◆ **Source passage**:
──────────────────────────────
Lak khanate (1642–1860)

The Gazikumukh Khanate was a Lak state that was established in present-day Dagestan after the disintegration of Gazikumukh Shamkhalate in 1642. Its peoples included various Lezgin tribes and Avars.

== State structure ==

===Supreme council===
Khanate was ruled by the supreme council known as "Kat" in Lak or "Divan" where viziers, main qadis, warlords and the ruler participated in the meetings. Local governments consisted of jama'at, council of chiefs, judge and executor. Police functions were performed by the khan's noukers.

===Territory===
The state of Laks consisted of one Lakia that was divided into such territories as "Kullal", "Uri-Mukarki", "Machaymi", "Vitskhi", "Gumuchi" and "Bartki".

== Khalklavchi Alibek II ==

===Election===
After the capital of the Shamkhalate was transferred to Tarki, Gazi-Kumukh was governed by the supreme council. In 1642 Alibek II, son of Tuchilav, son of Alibek I, son of Chopan-shamkhal, son of Budai-shamkhal, was elected the ruler of Gazi-Kumukh, with the title "khalklavchi".

== Surkhay-khan I ==

===Election===
In 1700, the Laks gave their ruler a popular title – khan. The council of chiefs elected Surkhay-bek (1680–1748), son of Garey-bek, son of khalklavchi Alibek II from a shamkhal family that remained in Gazi-Kumukh, a ruler. Surkhay-khan I established a Lak state with a strong central power.

===Anti-Iranian movement===
Public dissatisfaction in Shirvan with the Persians led to a revolt. In 1707, the population of Djaria and Tsakhur led by their elders attacked Shamakha, the residence of the ruler of Shirvan. In 1708, Iranian troops under the command of Imam Kuli-khan advanced from Kakheti and crushed the uprising. In 1709 in Azerbaijan, Haji Davud also rebelled against the Persians. Utsmy Ahmed-khan called on the people to fight the Persian shias.
──────────────────────────────
◆ **Given information**:
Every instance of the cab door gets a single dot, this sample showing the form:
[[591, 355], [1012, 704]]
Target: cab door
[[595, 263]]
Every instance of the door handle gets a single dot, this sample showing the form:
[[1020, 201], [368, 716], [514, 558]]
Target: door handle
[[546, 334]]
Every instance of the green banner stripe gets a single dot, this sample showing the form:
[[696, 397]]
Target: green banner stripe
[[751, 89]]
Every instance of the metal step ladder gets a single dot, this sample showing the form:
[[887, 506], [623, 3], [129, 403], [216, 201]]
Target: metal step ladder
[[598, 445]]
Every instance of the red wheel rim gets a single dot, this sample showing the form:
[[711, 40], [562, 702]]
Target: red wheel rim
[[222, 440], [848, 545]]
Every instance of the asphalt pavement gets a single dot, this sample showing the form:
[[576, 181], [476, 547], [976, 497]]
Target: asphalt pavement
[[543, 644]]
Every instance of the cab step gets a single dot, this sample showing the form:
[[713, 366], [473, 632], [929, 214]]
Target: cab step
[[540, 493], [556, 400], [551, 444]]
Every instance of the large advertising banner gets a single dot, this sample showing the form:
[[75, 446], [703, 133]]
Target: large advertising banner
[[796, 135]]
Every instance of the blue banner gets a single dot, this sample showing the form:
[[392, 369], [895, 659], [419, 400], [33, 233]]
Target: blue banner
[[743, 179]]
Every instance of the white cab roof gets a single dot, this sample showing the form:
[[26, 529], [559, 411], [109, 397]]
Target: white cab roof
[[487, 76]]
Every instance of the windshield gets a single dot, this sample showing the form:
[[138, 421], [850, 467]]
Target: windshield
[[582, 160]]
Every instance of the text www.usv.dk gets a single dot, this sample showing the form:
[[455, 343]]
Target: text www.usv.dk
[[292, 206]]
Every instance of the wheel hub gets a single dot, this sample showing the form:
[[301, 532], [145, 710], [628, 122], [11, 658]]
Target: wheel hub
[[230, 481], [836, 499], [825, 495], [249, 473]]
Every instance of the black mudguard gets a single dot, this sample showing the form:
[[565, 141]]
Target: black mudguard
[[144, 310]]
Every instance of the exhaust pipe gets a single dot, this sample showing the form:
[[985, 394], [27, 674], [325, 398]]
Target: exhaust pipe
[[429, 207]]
──────────────────────────────
◆ **Complete the following**:
1 > Return word for word the part of the entries that opens with the line containing "Every instance of the black" and closes with the line containing "[[144, 310]]", including both of those lines.
2 > Resume the passage on the Lak khanate from the point where it stops.
The passage and the entries were taken from separate sources.

◆ **Written responses**:
1 >
Every instance of the black mudguard gets a single dot, this sample showing the form:
[[565, 141]]
Target: black mudguard
[[144, 310]]

2 >
===Alliances===
In 1710 an agreement was signed between Gazikumukh Khanate and Avar Khanate that proclaimed a political-military alliance. Surkhay-khan I forming the Gazikumukh army and like the shamkhal of Tarki became an ally of the Shah of Persia.

In 1720 the Shah of Persia, Sultan Husayn, called his allies to assist and suppress the uprising in Shirvan. Surkhay-khan I gathered the Gazi-Kumukh army and advanced to Shirvan, to help the shah. Not far from Kabala, Surkhay-khan I was stopped by the Sunni delegation of Shirvan led by Haji Davud who urged Surkhay-khan I to support the Sunnis than the Shias. Utsmy Ahmed-khan was in alliance with Haji Davud against the "rafidas". Surkhay-khan I decided to support the sunnis of Shirvan.

===Invasion of Shirwan===
In 1721 on July 21, Surkhay-khan I and Haji Davud invaded the Safavid Iranian city of Shemakha, the major trading center of Shirvan, and captured it. English writer Jonas Hanway wrote that "the city was ransacked". Utsmy Ahmed-khan could take part in this campaign due to a threat from shamkhal of Tarki.

===Intrusion of Peter I of Russia===
In 1722 a 110 thousand army of Peter I of Russia came to Dagestan as he invaded the Iranian domains in the region during the Russo-Persian War (1722-1723). Surkhay-khan I spoke out against the colonial policy of Russia, but avoided an armed clash with Peter. Colonel Alexander Komarov wrote that "In 1723 September 12, shah Tahmasp had ceded to Russia the whole Caspian region from Astrabad to Sulak, however Gazi-Kumukh was not included there. The merit of Gazi-Kumukh reached a high point in Dagestan".

In 1724 Surkhay-khan I refused to acknowledge the extension of Ferhat-pasha treaty that passed Shirvan from Persia to Turkey. Surkhay-khan I demanded from Turkey to hand Shirvan over to his rule. Turkey refused. Surkhay-khan I, Ahmed-khan and Nutsal of Avaria ransacked Shirvan for one whole year.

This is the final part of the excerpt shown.